### EXERCISE INSTRUCTIONS
Restate word for word the span of lines that opens with the line containing "In this photo, each instance of the door" and closes with the last line of the material. Include both ends and nothing more.

*** Begin section ***

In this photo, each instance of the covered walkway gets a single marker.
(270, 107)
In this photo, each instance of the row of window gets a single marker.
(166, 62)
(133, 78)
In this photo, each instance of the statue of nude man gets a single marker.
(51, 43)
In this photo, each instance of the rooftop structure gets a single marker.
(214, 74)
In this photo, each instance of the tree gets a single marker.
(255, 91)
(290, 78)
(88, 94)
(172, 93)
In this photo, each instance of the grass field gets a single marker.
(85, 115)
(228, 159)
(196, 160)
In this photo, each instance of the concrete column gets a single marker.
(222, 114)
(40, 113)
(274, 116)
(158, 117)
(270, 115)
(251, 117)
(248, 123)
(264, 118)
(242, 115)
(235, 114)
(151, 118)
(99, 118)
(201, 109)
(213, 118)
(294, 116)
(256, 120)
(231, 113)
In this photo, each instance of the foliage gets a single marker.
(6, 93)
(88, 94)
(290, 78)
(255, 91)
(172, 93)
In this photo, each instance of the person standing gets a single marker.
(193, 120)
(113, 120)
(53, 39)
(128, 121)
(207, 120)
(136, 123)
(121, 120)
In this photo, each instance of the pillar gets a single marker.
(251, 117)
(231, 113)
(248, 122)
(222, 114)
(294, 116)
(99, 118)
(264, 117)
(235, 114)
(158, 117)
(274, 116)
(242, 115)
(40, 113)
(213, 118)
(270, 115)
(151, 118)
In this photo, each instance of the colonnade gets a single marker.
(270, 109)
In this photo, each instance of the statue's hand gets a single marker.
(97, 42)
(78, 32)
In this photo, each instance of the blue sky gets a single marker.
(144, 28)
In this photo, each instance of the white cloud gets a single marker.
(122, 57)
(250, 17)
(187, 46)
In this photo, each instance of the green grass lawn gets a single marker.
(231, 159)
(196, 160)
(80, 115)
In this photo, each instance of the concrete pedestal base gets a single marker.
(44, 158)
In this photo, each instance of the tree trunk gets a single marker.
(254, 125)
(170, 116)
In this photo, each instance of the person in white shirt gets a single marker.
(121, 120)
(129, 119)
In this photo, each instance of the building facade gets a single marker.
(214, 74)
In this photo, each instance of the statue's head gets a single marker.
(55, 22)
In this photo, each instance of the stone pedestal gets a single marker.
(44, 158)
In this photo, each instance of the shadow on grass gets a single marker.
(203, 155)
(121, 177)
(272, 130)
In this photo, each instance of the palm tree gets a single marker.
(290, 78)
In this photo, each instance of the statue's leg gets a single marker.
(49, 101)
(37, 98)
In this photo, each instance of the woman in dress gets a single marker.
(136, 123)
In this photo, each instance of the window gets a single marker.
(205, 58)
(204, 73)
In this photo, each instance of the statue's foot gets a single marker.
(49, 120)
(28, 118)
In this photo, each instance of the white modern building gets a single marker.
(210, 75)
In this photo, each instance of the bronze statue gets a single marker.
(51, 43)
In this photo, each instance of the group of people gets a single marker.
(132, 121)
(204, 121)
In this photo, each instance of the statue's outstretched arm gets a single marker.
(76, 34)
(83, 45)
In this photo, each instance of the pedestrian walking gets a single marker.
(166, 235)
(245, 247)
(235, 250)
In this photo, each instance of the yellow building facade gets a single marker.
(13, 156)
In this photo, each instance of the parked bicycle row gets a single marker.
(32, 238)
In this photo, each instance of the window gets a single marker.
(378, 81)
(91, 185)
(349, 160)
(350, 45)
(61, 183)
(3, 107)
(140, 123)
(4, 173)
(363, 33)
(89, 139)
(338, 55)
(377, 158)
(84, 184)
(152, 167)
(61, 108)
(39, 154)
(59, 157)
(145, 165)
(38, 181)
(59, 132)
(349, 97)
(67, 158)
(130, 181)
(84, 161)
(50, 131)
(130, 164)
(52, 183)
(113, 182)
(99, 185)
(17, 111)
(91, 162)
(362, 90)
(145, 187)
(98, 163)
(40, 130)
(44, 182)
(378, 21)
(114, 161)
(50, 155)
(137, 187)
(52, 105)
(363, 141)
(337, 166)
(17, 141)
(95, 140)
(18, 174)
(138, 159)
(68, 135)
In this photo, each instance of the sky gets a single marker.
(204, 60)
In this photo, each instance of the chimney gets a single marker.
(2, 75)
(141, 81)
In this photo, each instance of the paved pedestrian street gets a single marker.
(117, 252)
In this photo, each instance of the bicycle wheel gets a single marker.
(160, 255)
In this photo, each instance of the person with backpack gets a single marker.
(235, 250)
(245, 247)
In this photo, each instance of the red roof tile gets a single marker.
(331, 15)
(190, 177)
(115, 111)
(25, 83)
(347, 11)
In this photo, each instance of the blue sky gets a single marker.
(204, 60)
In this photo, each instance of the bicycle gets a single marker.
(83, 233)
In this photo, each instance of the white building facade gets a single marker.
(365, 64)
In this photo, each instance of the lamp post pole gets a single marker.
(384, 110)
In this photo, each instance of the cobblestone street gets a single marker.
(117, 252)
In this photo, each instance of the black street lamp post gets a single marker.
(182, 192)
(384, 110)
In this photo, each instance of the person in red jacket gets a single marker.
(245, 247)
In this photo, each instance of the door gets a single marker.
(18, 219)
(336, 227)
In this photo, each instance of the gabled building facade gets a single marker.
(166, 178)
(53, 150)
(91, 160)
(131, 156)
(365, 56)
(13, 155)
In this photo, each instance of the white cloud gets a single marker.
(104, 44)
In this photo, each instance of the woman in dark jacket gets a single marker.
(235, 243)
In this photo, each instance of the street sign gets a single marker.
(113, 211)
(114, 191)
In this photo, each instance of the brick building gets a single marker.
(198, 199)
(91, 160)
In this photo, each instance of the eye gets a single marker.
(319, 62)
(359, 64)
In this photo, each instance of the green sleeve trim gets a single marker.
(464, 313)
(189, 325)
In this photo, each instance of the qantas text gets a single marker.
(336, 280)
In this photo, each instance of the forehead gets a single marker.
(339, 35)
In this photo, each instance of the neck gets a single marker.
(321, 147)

*** End section ***

### SOLUTION TO THE PROBLEM
In this photo, each instance of the door gets a single marker.
(18, 219)
(336, 227)
In this photo, each instance of the gabled building facade gets a single marker.
(166, 178)
(53, 150)
(91, 160)
(131, 156)
(365, 56)
(13, 155)
In this photo, each instance of the white cloud gets a single marker.
(104, 44)
In this photo, each instance of the woman in dark jacket gets a single marker.
(235, 243)
In this photo, each instance of the street sign gets a single marker.
(113, 211)
(114, 191)
In this photo, each instance of the brick building gets a single marker.
(198, 199)
(91, 160)
In this photo, each instance of the eye gets a single marker.
(319, 62)
(359, 64)
In this photo, each instance of the green sleeve trim gets a single marker.
(464, 313)
(189, 325)
In this photo, each instance of the qantas text gets a single marker.
(336, 280)
In this photo, each instance of the forehead gets a single marker.
(339, 35)
In this photo, each instance of the neck gets a single marker.
(321, 147)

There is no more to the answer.